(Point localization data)
_ _ _ _ _

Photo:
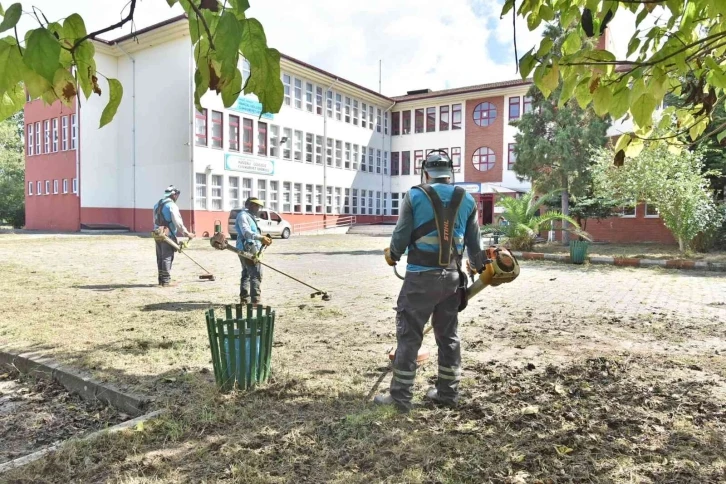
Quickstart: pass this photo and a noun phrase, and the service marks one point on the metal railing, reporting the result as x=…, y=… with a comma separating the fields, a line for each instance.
x=324, y=224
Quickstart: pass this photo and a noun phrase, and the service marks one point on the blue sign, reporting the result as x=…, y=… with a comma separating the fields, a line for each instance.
x=248, y=106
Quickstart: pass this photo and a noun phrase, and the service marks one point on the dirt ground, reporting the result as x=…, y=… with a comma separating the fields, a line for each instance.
x=37, y=413
x=571, y=374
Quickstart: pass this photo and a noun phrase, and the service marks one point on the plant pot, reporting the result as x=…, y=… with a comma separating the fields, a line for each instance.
x=578, y=251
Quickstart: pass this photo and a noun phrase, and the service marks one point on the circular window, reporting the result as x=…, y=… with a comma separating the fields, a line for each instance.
x=484, y=159
x=485, y=114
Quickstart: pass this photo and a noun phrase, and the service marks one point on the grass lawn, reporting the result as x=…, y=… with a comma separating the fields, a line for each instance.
x=570, y=374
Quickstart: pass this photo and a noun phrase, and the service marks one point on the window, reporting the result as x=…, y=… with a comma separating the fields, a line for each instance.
x=406, y=122
x=456, y=159
x=31, y=141
x=318, y=150
x=329, y=103
x=319, y=100
x=395, y=123
x=246, y=188
x=309, y=97
x=64, y=133
x=444, y=118
x=651, y=211
x=46, y=136
x=417, y=160
x=338, y=154
x=318, y=199
x=201, y=191
x=233, y=192
x=484, y=114
x=274, y=141
x=514, y=108
x=286, y=143
x=201, y=127
x=247, y=143
x=297, y=147
x=74, y=131
x=298, y=93
x=286, y=197
x=233, y=132
x=405, y=163
x=262, y=190
x=216, y=192
x=55, y=135
x=309, y=141
x=527, y=104
x=38, y=139
x=274, y=188
x=430, y=120
x=297, y=197
x=329, y=151
x=456, y=116
x=483, y=159
x=419, y=120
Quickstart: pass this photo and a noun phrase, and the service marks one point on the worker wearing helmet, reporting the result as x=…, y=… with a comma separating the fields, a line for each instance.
x=168, y=217
x=436, y=221
x=250, y=240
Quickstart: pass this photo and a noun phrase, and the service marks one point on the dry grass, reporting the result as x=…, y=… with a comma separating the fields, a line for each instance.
x=565, y=381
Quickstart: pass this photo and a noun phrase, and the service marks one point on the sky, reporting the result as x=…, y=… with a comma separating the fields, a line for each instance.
x=421, y=43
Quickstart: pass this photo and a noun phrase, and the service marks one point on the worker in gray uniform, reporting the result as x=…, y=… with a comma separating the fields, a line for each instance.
x=436, y=221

_ _ _ _ _

● Instructions for the task: Transcribe the records above exactly and drop every picture.

● Exercise response:
Photo:
Quickstart: pass this photo and a noun phrase, and the service marks one point on the metal railing, reporting the result as x=…, y=… with a comma separating the fields, a line for each instance.
x=324, y=224
Quickstart: pass this photo and a noun phrase, and the service marks one point on the blue sign, reporting the result as x=…, y=… with a comma separating the fields, a line for each instance.
x=248, y=106
Quickstart: pass this photo and a noun phrase, and the service marks one point on the dirt ground, reporting the result as x=…, y=… with a comma separating the fields, a line for each instance.
x=37, y=413
x=571, y=374
Quickstart: pass this photo and a noun phrase, and the service marks one point on the plant pot, reporting the result as x=…, y=… with a comma separating the fields, a line for each instance.
x=578, y=251
Quickstart: pass this photo and a noun phrase, and the service marks one point on the circular window, reporting the result as x=…, y=… with a comma separating the fields, a line for each instance.
x=484, y=159
x=485, y=114
Quickstart: pass this photo and a noun phrase, and the service marks one point on the grass lawn, reporting the result as x=…, y=… with a comma separating the fields, a line for each instance.
x=570, y=374
Quickstart: pass this photo and a noun phrase, and the service marks one point on the window, reporting the result as x=…, y=… with a comma separating the fields, a line for each instance.
x=406, y=122
x=456, y=159
x=31, y=141
x=318, y=150
x=329, y=103
x=319, y=100
x=395, y=123
x=246, y=188
x=309, y=97
x=64, y=133
x=444, y=118
x=651, y=211
x=46, y=136
x=417, y=160
x=338, y=154
x=318, y=199
x=201, y=191
x=233, y=192
x=484, y=114
x=274, y=141
x=514, y=108
x=286, y=143
x=201, y=127
x=247, y=143
x=297, y=147
x=74, y=131
x=298, y=93
x=286, y=197
x=233, y=132
x=405, y=163
x=262, y=190
x=216, y=192
x=55, y=135
x=309, y=141
x=527, y=104
x=38, y=139
x=274, y=188
x=430, y=120
x=297, y=197
x=329, y=151
x=456, y=116
x=483, y=159
x=419, y=120
Quickstart: pass this photo and a noun phrase, and the service marks one point on the worker wearing helmet, reporting the result as x=…, y=… with a comma separating the fields, a line for each instance.
x=168, y=217
x=436, y=221
x=250, y=240
Quickstart: pass this photo and a noun phrase, and the service marks one point on the dry grass, reporting the result as x=…, y=… with a comma separating the fields, a line for each instance.
x=565, y=381
Quickstart: pass this photo and a noun phrase, and the service marks one point on the sky, reporting the result as x=…, y=… with a comma separating the fields, a line for each instance.
x=421, y=43
Quickstart: pass this photo and a noun phrase, and the service marks one point on the worker in gray uniform, reporting the result as x=…, y=… with a comma separating the fields, a line for each instance.
x=436, y=221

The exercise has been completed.